"""
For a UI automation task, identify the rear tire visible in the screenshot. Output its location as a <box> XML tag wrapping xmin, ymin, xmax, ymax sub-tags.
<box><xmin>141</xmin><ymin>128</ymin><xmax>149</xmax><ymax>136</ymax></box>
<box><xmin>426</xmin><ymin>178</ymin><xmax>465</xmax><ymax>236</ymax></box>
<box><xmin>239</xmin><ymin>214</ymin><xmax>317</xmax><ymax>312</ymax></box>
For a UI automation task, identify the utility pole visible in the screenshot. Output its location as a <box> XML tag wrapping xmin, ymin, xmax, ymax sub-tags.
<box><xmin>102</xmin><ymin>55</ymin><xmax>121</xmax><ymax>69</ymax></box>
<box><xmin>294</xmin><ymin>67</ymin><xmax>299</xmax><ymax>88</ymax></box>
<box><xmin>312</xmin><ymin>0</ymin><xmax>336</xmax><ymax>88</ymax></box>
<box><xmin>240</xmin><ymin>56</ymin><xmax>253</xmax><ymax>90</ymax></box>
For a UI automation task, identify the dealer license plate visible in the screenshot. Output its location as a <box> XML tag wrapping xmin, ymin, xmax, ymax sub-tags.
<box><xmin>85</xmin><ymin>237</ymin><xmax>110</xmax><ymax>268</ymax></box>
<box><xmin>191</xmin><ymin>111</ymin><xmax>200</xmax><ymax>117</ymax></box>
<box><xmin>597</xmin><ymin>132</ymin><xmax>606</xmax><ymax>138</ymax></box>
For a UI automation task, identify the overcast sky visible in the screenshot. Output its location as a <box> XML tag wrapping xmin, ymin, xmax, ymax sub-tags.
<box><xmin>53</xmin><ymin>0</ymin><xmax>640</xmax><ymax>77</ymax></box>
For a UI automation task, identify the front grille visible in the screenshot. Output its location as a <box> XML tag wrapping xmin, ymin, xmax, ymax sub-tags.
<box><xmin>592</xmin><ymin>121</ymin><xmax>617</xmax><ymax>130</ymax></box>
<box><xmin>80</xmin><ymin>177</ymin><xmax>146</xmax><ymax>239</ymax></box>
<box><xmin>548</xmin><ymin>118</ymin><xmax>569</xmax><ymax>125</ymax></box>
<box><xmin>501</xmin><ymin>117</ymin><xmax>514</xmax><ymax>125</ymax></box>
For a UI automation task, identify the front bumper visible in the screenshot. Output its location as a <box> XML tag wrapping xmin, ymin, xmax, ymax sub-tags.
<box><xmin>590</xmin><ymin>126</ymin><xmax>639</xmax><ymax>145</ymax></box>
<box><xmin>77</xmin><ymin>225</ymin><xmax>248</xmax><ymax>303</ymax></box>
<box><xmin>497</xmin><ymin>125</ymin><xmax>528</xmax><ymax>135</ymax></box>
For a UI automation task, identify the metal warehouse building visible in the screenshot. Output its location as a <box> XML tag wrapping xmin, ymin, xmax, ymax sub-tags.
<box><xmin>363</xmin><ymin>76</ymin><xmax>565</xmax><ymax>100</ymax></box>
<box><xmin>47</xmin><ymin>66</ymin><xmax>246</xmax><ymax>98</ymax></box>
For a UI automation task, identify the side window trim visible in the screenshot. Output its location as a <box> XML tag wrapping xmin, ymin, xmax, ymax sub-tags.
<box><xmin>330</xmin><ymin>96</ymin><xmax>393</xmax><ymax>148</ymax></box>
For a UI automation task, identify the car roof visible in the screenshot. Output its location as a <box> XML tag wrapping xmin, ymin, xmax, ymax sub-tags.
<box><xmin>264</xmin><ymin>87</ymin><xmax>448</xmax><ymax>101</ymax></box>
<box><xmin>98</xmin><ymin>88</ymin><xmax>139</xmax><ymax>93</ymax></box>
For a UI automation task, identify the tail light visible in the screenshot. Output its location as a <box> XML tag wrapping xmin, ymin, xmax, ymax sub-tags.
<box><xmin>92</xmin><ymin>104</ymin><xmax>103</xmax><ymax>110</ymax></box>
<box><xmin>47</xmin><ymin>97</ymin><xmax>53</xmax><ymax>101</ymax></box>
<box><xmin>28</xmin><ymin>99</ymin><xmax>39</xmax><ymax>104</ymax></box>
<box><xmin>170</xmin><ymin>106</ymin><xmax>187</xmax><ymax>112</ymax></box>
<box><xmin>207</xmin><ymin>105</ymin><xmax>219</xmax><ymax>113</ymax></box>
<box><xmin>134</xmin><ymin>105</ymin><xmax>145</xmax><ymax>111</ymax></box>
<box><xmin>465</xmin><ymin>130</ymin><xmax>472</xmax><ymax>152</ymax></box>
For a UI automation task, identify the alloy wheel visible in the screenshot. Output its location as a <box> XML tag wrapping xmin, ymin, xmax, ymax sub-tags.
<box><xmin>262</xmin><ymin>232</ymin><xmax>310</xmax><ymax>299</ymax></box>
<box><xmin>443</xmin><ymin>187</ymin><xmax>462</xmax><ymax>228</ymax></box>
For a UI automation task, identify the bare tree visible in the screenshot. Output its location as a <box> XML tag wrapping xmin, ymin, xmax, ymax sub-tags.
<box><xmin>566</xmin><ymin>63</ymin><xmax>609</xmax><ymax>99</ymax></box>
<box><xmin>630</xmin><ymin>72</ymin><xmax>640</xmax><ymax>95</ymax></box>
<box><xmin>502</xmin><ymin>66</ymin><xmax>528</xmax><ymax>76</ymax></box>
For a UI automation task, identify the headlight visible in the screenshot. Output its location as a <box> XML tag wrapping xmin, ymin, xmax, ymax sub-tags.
"""
Using the data above, reproduce every line exactly.

For a UI automation task, identify the rear tire visible in the screenshot. Output its location as a <box> XML tag wrapping xmin, ymin, xmax, ymax sub-tags.
<box><xmin>141</xmin><ymin>128</ymin><xmax>149</xmax><ymax>136</ymax></box>
<box><xmin>426</xmin><ymin>178</ymin><xmax>465</xmax><ymax>236</ymax></box>
<box><xmin>239</xmin><ymin>214</ymin><xmax>317</xmax><ymax>312</ymax></box>
For a UI automation task, identify the utility pole visible in the screenshot. Output its location as a <box> XML tag wrapping xmin, ymin, xmax, ymax sub-tags.
<box><xmin>102</xmin><ymin>55</ymin><xmax>121</xmax><ymax>69</ymax></box>
<box><xmin>294</xmin><ymin>67</ymin><xmax>299</xmax><ymax>88</ymax></box>
<box><xmin>312</xmin><ymin>0</ymin><xmax>336</xmax><ymax>88</ymax></box>
<box><xmin>240</xmin><ymin>56</ymin><xmax>253</xmax><ymax>90</ymax></box>
For a UI automation task, identify the dealer license plate visible in the screenshot. Output its location as a <box> XML tag wrapping xmin, ymin, xmax, ymax sub-tags.
<box><xmin>85</xmin><ymin>237</ymin><xmax>110</xmax><ymax>268</ymax></box>
<box><xmin>191</xmin><ymin>111</ymin><xmax>200</xmax><ymax>117</ymax></box>
<box><xmin>597</xmin><ymin>132</ymin><xmax>606</xmax><ymax>138</ymax></box>
For a UI automation task, identify the overcast sky visible in the screenshot. Output its location as a <box> XML tag wrapping xmin, ymin, xmax, ymax sub-tags.
<box><xmin>53</xmin><ymin>0</ymin><xmax>640</xmax><ymax>77</ymax></box>
For a UI automation task, identify the front grille visible in the screenshot. Output its location as a <box> XML tag wrapping xmin, ymin, xmax, ymax sub-tags.
<box><xmin>592</xmin><ymin>121</ymin><xmax>617</xmax><ymax>130</ymax></box>
<box><xmin>80</xmin><ymin>177</ymin><xmax>146</xmax><ymax>239</ymax></box>
<box><xmin>548</xmin><ymin>118</ymin><xmax>569</xmax><ymax>125</ymax></box>
<box><xmin>501</xmin><ymin>117</ymin><xmax>514</xmax><ymax>125</ymax></box>
For a UI automation task, identify the front bumper visible in the screenshot. Output its location as a <box> XML tag wrapping xmin, ymin, xmax, ymax sub-tags.
<box><xmin>590</xmin><ymin>126</ymin><xmax>639</xmax><ymax>145</ymax></box>
<box><xmin>77</xmin><ymin>225</ymin><xmax>248</xmax><ymax>303</ymax></box>
<box><xmin>497</xmin><ymin>125</ymin><xmax>528</xmax><ymax>135</ymax></box>
For a UI automation task, identify the metal warehouse building visible in the screenshot. Output its location as a <box> XML tag wrapping xmin, ymin, xmax, ymax sub-tags.
<box><xmin>363</xmin><ymin>76</ymin><xmax>565</xmax><ymax>100</ymax></box>
<box><xmin>47</xmin><ymin>66</ymin><xmax>246</xmax><ymax>98</ymax></box>
For a UI automation task, identify the side window trim visible in the screenshot. Output its location as a <box> XML tag wrapping xmin, ymin, xmax, ymax sub-tags.
<box><xmin>330</xmin><ymin>96</ymin><xmax>393</xmax><ymax>148</ymax></box>
For a UI automation task, identify the car roof visible in the screenshot. Output its location as a <box> XML tag wrapping xmin, ymin, xmax, ymax sub-tags.
<box><xmin>264</xmin><ymin>87</ymin><xmax>448</xmax><ymax>101</ymax></box>
<box><xmin>98</xmin><ymin>88</ymin><xmax>139</xmax><ymax>93</ymax></box>
For a UI automation task, identify the tail light visible in the screenshot. Output its location as a <box> XML tag wrapping xmin, ymin, xmax, ymax sub-tags.
<box><xmin>92</xmin><ymin>104</ymin><xmax>103</xmax><ymax>110</ymax></box>
<box><xmin>47</xmin><ymin>97</ymin><xmax>53</xmax><ymax>101</ymax></box>
<box><xmin>28</xmin><ymin>99</ymin><xmax>39</xmax><ymax>104</ymax></box>
<box><xmin>170</xmin><ymin>106</ymin><xmax>187</xmax><ymax>112</ymax></box>
<box><xmin>207</xmin><ymin>105</ymin><xmax>219</xmax><ymax>113</ymax></box>
<box><xmin>134</xmin><ymin>105</ymin><xmax>145</xmax><ymax>111</ymax></box>
<box><xmin>465</xmin><ymin>130</ymin><xmax>472</xmax><ymax>152</ymax></box>
For a UI automation task, identify the alloy wheel visible in the screenshot. Output its location as a <box> XML tag wrapping xmin, ymin, xmax, ymax sub-tags.
<box><xmin>262</xmin><ymin>232</ymin><xmax>310</xmax><ymax>299</ymax></box>
<box><xmin>443</xmin><ymin>187</ymin><xmax>462</xmax><ymax>228</ymax></box>
For a UI automation task, identify the bare tree visible in the screenshot. Output its location as a <box> XML tag wrapping xmin, ymin, xmax, ymax sub-tags.
<box><xmin>566</xmin><ymin>63</ymin><xmax>609</xmax><ymax>99</ymax></box>
<box><xmin>630</xmin><ymin>72</ymin><xmax>640</xmax><ymax>95</ymax></box>
<box><xmin>502</xmin><ymin>66</ymin><xmax>528</xmax><ymax>76</ymax></box>
For a UI automation task, identify the headlight visible in the screenshot. Output its location as a <box> XML tag wrapping xmin, ymin, xmax, ymax sub-tags.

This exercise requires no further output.